▶ Set task
Put the lines below, from the line containing "# test: pointer marks one dot per instance of the foliage" through the end of the rows, both ends included, into a JSON list of strings with one string per line, omitting blank lines.
** START Provided data **
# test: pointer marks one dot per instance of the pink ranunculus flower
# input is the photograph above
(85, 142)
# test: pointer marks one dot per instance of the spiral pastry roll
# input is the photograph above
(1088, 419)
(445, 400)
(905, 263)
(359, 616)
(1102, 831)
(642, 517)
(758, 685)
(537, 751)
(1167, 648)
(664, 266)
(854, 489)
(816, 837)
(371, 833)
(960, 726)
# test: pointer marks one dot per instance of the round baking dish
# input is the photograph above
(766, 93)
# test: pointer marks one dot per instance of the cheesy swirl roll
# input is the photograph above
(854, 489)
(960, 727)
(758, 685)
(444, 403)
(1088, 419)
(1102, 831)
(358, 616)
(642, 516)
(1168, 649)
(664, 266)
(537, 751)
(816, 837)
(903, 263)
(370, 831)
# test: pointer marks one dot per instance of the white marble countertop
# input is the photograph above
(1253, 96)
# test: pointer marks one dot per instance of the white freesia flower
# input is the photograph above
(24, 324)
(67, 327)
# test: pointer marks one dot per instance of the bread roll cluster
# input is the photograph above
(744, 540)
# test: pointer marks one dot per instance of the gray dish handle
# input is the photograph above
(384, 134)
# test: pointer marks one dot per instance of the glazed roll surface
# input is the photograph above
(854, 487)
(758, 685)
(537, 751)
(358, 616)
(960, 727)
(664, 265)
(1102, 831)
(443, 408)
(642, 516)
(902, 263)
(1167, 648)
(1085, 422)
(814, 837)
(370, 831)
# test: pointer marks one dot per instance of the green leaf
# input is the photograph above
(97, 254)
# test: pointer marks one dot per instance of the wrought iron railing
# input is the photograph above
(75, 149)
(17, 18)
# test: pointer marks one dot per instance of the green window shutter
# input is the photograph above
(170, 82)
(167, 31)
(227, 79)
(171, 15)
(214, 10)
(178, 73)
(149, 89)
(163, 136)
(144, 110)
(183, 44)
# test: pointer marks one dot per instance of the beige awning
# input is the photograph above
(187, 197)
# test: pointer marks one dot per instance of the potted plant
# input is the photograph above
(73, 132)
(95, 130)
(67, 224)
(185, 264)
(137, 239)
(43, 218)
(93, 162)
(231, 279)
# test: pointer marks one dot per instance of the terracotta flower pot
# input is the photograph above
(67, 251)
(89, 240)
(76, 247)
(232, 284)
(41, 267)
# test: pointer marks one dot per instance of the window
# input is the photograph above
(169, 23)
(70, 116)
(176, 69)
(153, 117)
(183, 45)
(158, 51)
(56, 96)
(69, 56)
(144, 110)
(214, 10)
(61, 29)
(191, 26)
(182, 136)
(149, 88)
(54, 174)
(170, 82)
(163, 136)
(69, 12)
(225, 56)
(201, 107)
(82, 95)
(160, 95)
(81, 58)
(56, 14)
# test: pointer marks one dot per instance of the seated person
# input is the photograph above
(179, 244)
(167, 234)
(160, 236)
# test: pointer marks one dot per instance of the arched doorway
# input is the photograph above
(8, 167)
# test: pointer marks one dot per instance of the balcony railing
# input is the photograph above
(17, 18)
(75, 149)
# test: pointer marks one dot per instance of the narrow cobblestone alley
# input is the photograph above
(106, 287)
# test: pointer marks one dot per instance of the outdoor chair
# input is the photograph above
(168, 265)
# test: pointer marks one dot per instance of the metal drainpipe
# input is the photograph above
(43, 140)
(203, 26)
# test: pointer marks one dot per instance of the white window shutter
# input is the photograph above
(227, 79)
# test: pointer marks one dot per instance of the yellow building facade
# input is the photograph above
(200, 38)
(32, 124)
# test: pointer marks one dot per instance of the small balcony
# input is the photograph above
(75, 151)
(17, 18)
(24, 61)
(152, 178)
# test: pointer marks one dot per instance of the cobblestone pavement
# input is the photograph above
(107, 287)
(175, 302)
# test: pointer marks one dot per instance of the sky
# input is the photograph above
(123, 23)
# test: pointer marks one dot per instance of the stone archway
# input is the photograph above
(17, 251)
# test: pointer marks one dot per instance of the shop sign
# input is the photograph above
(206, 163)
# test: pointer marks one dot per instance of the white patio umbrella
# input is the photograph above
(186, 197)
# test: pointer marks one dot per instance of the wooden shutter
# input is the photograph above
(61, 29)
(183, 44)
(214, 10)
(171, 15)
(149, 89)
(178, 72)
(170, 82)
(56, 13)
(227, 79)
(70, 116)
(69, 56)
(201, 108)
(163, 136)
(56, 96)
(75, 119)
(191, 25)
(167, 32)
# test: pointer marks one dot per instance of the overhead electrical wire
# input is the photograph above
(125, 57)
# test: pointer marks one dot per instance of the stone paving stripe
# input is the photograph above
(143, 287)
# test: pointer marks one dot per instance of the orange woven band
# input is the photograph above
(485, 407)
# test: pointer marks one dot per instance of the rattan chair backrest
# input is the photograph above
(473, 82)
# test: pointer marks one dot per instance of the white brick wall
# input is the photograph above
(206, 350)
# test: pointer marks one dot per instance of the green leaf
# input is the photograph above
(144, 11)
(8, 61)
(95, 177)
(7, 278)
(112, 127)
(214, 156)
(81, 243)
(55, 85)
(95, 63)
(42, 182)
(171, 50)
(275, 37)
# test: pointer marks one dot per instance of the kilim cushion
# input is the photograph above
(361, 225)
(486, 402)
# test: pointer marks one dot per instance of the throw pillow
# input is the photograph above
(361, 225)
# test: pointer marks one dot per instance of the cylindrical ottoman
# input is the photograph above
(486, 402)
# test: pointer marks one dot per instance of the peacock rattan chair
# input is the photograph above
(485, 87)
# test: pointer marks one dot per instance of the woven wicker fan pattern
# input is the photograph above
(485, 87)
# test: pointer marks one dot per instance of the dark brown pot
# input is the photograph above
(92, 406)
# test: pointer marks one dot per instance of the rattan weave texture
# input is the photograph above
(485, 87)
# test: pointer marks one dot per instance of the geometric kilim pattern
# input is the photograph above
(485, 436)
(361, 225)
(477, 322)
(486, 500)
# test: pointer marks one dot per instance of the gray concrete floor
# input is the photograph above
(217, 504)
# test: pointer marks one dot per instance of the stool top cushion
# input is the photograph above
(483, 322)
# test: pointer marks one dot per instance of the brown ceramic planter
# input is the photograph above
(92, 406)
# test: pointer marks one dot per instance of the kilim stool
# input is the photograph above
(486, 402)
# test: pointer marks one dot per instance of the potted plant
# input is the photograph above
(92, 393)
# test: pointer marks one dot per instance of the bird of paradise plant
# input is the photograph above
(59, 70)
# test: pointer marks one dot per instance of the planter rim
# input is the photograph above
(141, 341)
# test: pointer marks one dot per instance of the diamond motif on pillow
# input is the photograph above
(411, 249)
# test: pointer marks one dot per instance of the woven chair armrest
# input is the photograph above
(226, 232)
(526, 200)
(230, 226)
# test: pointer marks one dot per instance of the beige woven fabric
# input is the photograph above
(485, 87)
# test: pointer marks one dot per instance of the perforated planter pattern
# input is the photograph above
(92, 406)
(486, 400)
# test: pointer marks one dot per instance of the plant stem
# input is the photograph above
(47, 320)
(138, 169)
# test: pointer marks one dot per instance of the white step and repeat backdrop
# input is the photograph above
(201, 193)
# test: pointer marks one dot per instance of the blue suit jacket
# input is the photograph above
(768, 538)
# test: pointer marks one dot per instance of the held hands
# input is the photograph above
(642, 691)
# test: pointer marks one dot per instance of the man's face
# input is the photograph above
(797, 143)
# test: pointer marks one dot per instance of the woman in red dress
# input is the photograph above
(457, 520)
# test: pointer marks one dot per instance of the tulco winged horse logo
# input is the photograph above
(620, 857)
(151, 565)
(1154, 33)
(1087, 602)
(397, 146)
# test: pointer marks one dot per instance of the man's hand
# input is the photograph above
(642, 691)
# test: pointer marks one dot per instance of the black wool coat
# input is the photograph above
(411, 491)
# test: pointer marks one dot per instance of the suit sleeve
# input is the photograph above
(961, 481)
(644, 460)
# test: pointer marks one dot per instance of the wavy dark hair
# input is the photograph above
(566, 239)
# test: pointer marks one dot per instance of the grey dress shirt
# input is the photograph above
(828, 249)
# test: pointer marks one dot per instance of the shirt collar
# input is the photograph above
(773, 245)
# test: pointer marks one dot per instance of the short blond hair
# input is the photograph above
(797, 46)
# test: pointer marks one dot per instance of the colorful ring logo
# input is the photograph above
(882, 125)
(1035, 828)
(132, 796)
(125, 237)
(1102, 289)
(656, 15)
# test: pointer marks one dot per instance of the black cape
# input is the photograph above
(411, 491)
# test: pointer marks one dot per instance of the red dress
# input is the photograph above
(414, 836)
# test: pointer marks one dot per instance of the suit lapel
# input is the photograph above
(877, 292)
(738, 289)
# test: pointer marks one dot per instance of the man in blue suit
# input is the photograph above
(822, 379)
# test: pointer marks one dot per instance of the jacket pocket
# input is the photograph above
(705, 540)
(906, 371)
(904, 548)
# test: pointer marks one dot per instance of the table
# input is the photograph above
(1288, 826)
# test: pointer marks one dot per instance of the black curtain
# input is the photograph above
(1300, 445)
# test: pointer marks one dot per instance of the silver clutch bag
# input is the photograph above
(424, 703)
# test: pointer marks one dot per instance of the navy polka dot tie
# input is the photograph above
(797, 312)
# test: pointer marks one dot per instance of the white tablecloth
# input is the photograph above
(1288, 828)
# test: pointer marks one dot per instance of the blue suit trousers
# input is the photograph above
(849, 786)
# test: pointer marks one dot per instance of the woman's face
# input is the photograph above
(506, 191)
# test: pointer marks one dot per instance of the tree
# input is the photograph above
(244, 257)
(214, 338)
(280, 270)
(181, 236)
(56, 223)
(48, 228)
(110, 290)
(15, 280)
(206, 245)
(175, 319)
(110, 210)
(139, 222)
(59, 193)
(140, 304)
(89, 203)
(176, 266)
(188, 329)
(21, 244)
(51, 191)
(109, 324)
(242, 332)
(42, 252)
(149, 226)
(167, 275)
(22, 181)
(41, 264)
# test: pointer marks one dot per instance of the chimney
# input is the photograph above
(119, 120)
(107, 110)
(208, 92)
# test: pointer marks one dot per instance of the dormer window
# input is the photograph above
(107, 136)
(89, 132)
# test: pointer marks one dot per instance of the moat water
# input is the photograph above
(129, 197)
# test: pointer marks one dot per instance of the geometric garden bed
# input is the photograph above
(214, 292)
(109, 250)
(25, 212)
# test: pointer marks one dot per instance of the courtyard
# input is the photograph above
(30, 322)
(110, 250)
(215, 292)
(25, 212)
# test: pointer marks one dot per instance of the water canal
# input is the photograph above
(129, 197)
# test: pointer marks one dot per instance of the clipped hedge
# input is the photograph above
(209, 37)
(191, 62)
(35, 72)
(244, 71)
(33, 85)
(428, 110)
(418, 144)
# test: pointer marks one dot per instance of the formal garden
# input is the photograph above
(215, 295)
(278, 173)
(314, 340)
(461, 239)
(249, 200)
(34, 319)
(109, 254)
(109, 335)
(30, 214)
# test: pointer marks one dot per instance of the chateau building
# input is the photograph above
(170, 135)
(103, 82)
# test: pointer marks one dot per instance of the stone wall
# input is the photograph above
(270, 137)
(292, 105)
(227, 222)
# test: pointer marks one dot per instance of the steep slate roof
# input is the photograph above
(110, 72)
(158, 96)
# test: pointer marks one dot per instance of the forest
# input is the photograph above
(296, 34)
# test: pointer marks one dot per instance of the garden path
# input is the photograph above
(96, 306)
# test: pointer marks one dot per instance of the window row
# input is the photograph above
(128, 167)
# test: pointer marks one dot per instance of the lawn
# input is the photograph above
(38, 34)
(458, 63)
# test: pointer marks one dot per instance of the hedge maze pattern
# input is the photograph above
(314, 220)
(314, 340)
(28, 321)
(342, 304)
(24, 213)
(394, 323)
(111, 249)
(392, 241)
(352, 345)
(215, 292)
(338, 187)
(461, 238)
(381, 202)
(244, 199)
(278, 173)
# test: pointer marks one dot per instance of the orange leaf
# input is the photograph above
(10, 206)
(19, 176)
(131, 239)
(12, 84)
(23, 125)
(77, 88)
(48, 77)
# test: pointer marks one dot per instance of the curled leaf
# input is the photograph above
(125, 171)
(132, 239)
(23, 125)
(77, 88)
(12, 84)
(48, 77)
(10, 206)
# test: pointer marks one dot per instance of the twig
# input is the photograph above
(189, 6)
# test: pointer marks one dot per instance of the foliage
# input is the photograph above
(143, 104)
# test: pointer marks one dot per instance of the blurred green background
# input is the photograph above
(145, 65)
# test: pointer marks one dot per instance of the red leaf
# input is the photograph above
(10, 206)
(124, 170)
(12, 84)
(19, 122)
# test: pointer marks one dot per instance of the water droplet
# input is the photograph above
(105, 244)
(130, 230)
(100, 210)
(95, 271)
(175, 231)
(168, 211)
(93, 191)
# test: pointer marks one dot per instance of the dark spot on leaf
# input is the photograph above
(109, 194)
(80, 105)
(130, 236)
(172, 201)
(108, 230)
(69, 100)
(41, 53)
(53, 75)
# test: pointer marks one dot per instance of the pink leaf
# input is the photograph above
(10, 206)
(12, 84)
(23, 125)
** END Provided data **
▶ The reply
[
  "# test: pointer marks one dot per instance of the foliage",
  "# input is the photograph above",
  "(143, 104)",
  "# test: pointer marks one dot per instance of the blurred green background",
  "# input is the photograph above",
  "(145, 65)",
  "# test: pointer marks one dot per instance of the red leaf",
  "# input is the photograph above",
  "(10, 206)",
  "(124, 170)",
  "(12, 84)",
  "(19, 122)",
  "# test: pointer marks one dot per instance of the water droplet",
  "# input is the photograph above",
  "(105, 244)",
  "(130, 230)",
  "(100, 210)",
  "(95, 271)",
  "(175, 231)",
  "(168, 211)",
  "(93, 191)",
  "# test: pointer marks one dot per instance of the dark spot on leaf",
  "# input is the photograph above",
  "(109, 194)",
  "(80, 105)",
  "(130, 236)",
  "(172, 201)",
  "(108, 230)",
  "(69, 100)",
  "(41, 53)",
  "(53, 75)",
  "# test: pointer marks one dot per instance of the pink leaf",
  "# input is the photograph above",
  "(10, 206)",
  "(12, 84)",
  "(23, 125)"
]